Among the lines below, take the one holding "Target: hangar door", the one holding "Target: engine nacelle", and all lines between them. Set them down exactly.

> [Exercise materials]:
* * *

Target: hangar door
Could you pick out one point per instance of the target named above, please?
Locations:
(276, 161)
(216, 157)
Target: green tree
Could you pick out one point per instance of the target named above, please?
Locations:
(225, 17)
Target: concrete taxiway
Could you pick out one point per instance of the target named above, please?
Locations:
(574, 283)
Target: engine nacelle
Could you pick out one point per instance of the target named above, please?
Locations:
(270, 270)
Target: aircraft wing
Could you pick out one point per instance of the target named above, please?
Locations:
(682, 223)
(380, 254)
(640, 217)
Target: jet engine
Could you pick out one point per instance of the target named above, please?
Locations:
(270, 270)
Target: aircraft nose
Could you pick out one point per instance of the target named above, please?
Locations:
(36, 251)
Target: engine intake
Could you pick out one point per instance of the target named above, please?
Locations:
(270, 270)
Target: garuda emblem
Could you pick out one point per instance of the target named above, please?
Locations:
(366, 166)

* * *

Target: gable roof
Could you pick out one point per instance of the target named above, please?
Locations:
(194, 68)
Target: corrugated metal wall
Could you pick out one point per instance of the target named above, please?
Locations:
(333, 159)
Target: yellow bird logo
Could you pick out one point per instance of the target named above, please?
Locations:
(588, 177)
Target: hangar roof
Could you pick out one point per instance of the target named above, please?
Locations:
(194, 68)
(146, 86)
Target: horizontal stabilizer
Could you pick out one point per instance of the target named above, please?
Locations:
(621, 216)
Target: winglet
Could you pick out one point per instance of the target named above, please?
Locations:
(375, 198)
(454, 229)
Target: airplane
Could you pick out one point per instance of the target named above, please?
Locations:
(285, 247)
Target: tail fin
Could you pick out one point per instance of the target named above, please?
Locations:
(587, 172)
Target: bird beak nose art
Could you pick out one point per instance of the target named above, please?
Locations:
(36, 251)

* * *

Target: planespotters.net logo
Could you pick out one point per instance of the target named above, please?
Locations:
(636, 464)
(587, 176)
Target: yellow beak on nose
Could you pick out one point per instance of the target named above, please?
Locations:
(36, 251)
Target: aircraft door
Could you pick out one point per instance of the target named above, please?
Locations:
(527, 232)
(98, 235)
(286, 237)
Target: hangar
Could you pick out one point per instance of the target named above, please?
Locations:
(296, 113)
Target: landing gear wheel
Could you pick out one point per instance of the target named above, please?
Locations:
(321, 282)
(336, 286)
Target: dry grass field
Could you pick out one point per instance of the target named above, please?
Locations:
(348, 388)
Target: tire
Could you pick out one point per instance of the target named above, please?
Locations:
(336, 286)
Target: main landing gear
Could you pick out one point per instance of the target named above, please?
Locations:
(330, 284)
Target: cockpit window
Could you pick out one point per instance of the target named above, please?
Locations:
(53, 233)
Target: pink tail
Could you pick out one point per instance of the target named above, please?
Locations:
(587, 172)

* * *

> [Solution for this exercise]:
Target: hangar door
Could you pick out one point per instance of the target named above, please?
Locations:
(276, 161)
(216, 157)
Target: green tree
Could you pick out one point per instance of the target named above, please?
Locations:
(225, 17)
Target: concrete taxiway
Could you pick out one point per instance of the target named above, please?
Locations:
(574, 283)
Target: engine nacelle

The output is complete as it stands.